• [WHAT IS EXPECTED]: In your answer, repeat each line of the data exactly.

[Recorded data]
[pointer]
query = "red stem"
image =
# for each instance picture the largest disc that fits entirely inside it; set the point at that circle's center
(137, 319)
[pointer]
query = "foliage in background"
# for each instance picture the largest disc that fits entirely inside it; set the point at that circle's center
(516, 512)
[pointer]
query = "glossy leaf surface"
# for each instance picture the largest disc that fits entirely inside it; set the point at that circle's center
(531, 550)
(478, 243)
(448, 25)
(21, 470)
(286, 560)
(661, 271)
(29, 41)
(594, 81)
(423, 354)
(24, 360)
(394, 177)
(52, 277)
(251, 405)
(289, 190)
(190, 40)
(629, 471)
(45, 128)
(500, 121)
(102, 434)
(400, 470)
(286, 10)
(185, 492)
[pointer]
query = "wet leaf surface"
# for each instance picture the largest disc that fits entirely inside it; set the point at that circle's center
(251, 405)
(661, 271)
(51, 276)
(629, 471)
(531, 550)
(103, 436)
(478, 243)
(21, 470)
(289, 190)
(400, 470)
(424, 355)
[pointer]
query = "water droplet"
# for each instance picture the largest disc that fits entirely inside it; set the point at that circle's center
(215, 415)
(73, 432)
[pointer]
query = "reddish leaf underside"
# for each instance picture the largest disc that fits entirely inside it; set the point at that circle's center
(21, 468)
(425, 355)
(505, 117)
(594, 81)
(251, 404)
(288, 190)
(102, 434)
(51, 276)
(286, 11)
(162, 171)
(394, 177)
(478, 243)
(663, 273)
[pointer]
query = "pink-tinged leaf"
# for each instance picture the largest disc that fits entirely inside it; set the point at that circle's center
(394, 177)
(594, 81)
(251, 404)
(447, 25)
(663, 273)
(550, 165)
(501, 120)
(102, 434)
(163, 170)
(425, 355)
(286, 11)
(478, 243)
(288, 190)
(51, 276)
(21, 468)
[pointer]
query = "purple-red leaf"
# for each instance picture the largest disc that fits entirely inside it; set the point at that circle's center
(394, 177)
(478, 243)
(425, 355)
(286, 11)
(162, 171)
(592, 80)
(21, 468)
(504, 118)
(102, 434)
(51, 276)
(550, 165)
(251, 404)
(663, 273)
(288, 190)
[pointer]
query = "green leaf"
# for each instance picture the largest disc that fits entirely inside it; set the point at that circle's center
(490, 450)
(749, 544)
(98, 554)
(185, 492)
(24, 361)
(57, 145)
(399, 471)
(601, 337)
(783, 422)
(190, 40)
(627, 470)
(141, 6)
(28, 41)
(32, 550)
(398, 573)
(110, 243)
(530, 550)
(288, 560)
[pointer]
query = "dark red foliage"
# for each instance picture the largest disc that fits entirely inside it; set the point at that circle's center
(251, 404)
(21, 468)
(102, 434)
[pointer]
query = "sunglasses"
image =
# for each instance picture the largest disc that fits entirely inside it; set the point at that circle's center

• [OUTPUT BELOW]:
[pointer]
query = "red stem"
image =
# for each instance picture the largest disc that fits entirely inside it; set the point at that circle's center
(137, 319)
[pointer]
query = "foliage in background"
# for each instance picture the largest disc that fits entirely inside it; set the point at that circle's center
(516, 512)
[pointer]
query = "glossy leaf surface"
# for each instance picture the largest disc that fits entirely inside it; set the point at that circle's center
(531, 550)
(478, 243)
(448, 25)
(21, 470)
(286, 560)
(661, 271)
(29, 41)
(594, 81)
(423, 354)
(24, 360)
(394, 177)
(52, 277)
(251, 405)
(289, 190)
(190, 40)
(629, 471)
(45, 128)
(500, 121)
(102, 434)
(400, 470)
(286, 10)
(185, 492)
[pointer]
query = "wet leaf surface"
# for each instance picture the largest disc that fits entirely inside it; set the point at that circle's center
(251, 405)
(661, 271)
(51, 276)
(629, 471)
(531, 550)
(103, 436)
(478, 243)
(21, 470)
(289, 190)
(400, 470)
(424, 355)
[pointer]
query = "water droplet"
# for each instance picture the largest disc that fits entirely inside it; set the point at that circle's center
(215, 415)
(73, 432)
[pointer]
query = "reddish leaf underside"
# for each instance picture the largest disc that fits entirely inside it; set the point at that circle's center
(21, 468)
(425, 355)
(505, 117)
(594, 81)
(251, 404)
(288, 190)
(102, 434)
(51, 276)
(286, 11)
(162, 171)
(394, 177)
(478, 243)
(663, 273)
[pointer]
query = "pink-tinged leaf"
# for each instance picture the largest disc that fits entirely inside it; set the point at that circle's center
(394, 177)
(594, 81)
(251, 404)
(447, 25)
(663, 273)
(550, 165)
(501, 120)
(102, 434)
(163, 170)
(425, 355)
(286, 11)
(478, 243)
(288, 190)
(51, 276)
(21, 468)
[pointer]
query = "purple-red leaf"
# for each instance picture the largest disc that fits entirely inside it; set the point at that circle's center
(394, 177)
(478, 243)
(425, 355)
(286, 11)
(162, 171)
(592, 80)
(21, 468)
(504, 118)
(102, 434)
(51, 276)
(550, 165)
(251, 404)
(663, 273)
(288, 190)
[pointer]
query = "green leaf"
# for each instance picture the largest disc that fits entirely inside it; set the point at that circle's center
(490, 450)
(749, 544)
(98, 554)
(185, 492)
(24, 361)
(57, 145)
(399, 471)
(601, 337)
(783, 422)
(190, 40)
(627, 470)
(141, 6)
(28, 41)
(32, 550)
(398, 573)
(110, 243)
(530, 550)
(288, 560)
[pointer]
query = "dark red foliage"
# for each instance picture the largest disc that fits entirely inside it; set the point at that circle's center
(251, 404)
(21, 468)
(102, 434)
[pointer]
query = "sunglasses"
image =
# for each instance picture the largest disc that fits entirely inside it; set the point at that circle's center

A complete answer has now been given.